• Aim of the exercise:
Carry on the forum thread below about the digital dash gas gauge, starting after its last post.

• Quoted text:

# Digital Dash Gas Gauge



## asleepz (Feb 24, 2004)

Alright on the Digital Dash on the Z's they have a fuel gauge that registers in little bars.

In the Owners manual it says the digital read out (the orange numbers) will read when the tank is approx. 5 gals. Is everyone elses digital read out off when it is over 5 gallons and when it shows how many gallons are left (in the orange numbers) does the graphic read out (the little bars) show empty or damn close?

I'm just wondering because the graphic read out only shows my tank holding 9 gallons which is really screwed up. I tried to take out the sensor but couldn't slide it out of the hole in the tank. Is there something special you have to do?


----------



## RocketRodent (Jun 21, 2004)

Thats the exact way the damn thing works in the analog gauge setup. My main goes to E after 10 gallons, then the reserve pops up a bit later. Its not a defect as far as I know. Just a way the Japanese scare us into not running our Z's outta gas.


----------



## asleepz (Feb 24, 2004)

Yeah well I don't have the analog and already know the info on it, I'm looking for digital info


----------



## RocketRodent (Jun 21, 2004)

The main mechanism on the Fuel senders are indenticle, other than the wiring hook up they are the same. So I would assume that they would read in a similar manner. Thats all i was pointing out.. didn't mean to offend.


----------



## asleepz (Feb 24, 2004)

Not offended at all I just need to know how the digital dash gas gauge works.

• Excerpted records:
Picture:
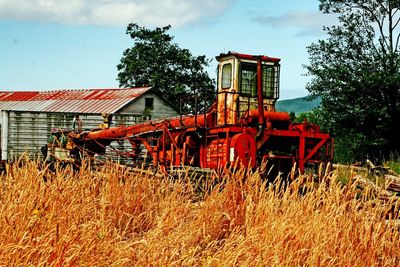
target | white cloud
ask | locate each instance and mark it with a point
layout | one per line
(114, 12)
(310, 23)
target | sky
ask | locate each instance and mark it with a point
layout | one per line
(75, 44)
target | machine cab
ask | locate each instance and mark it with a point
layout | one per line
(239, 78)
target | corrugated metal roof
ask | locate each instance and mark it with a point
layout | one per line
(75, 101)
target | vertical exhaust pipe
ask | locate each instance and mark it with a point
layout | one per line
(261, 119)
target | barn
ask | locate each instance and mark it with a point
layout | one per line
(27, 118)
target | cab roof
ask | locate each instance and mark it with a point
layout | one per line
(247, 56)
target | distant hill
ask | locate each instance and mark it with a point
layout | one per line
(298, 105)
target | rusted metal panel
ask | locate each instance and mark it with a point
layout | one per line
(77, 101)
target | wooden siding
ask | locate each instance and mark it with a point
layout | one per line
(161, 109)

...

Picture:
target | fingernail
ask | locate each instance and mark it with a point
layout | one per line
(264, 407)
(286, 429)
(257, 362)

• Final result:
alright I'm reading the owners manual more

Fuel tank:

US measure 19 gal
IMP Measure 15 7/8 gal
Liters 72

Could this be why the graphical one reads roughly 10 then it would switch to the numearicle one when it hits 5 gals remaining


----------



## asleepz (Feb 24, 2004)

anyone?


----------



## '85 fairlady (May 1, 2004)

If im not mistaken this has been discussed before???


----------



## asleepz (Feb 24, 2004)

Yes it has and I revived the thread. Look at the dates.


----------



## z31 (Oct 19, 2004)

the guage should go down to 2 bars, then the '5' will light up and start counting down. at about 2 gallons the bars will be completely gone.

this is how it worked with both of my 85s that had digi dashes.

in my SS, it the main needle goes to empty around 10 gallons, then the little needle shows up about 100 miles later and counts down (i think someone stated this before). It's likely normal what you're experiencing, I've noticed that if the car (the SS) is below about 1/2 tank, it'll sputter if i accel hard on an onramp. They may have changed the gauge calibration so people will fill up before that happens.


----------



## asleepz (Feb 24, 2004)

z31 said:


> the guage should go down to 2 bars, then the '5' will light up and start counting down. at about 2 gallons the bars will be completely gone.
> 
> this is how it worked with both of my 85s that had digi dashes.
> 
> in my SS, it the main needle goes to empty around 10 gallons, then the little needle shows up about 100 miles later and counts down (i think someone stated this before). It's likely normal what you're experiencing, I've noticed that if the car (the SS) is below about 1/2 tank, it'll sputter if i accel hard on an onramp. They may have changed the gauge calibration so people will fill up before that happens.



thanks for the info I'll give it a try


----------



## asleepz (Feb 24, 2004)

I ran it low enough the 5 flashed once but my sending units are out of sync. The big gauge was running at 0 bars for probably 20 miles or so. But I know whenever the big one goes down I've only used 10 gallons


----------



## z31 (Oct 19, 2004)

SKD_Tech said:


> I ran it low enough the 5 flashed once but my sending units are out of sync. The big gauge was running at 0 bars for probably 20 miles or so. But I know whenever the big one goes down I've only used 10 gallons



How much gas did you put in when it got to the 5 gal?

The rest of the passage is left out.